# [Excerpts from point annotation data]
###
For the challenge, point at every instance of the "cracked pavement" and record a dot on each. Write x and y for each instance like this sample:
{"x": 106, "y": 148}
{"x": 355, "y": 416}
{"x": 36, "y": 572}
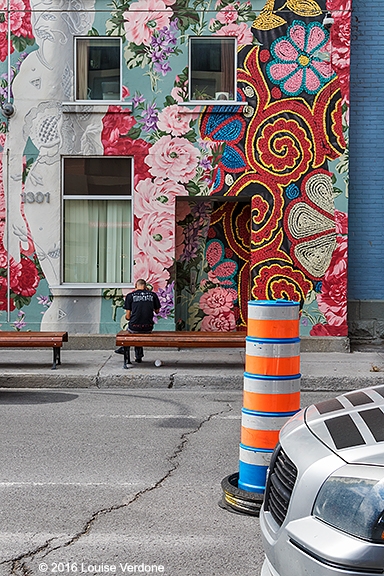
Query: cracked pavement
{"x": 98, "y": 478}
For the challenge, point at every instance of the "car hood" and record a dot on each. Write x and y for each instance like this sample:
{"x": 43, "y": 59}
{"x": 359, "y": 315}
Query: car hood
{"x": 351, "y": 425}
###
# [EXERCISE PROMPT]
Rewrite all of the data with "record a dot" swapped out for "place a dot" wherever it occurs, keeping everything else the same. Omit the pictures from your version.

# [ANSWER FOR THIS EXERCISE]
For the challenge, point at every instance of the "cracked pavement" and place a dot on each. Write x and y for each instance like this sample:
{"x": 106, "y": 148}
{"x": 355, "y": 416}
{"x": 36, "y": 572}
Query: cracked pavement
{"x": 98, "y": 478}
For the challenge, point at every instance of the "car hood" and place a dot on each. Write x and y for each instance like this sample:
{"x": 43, "y": 59}
{"x": 359, "y": 315}
Query: car hood
{"x": 351, "y": 425}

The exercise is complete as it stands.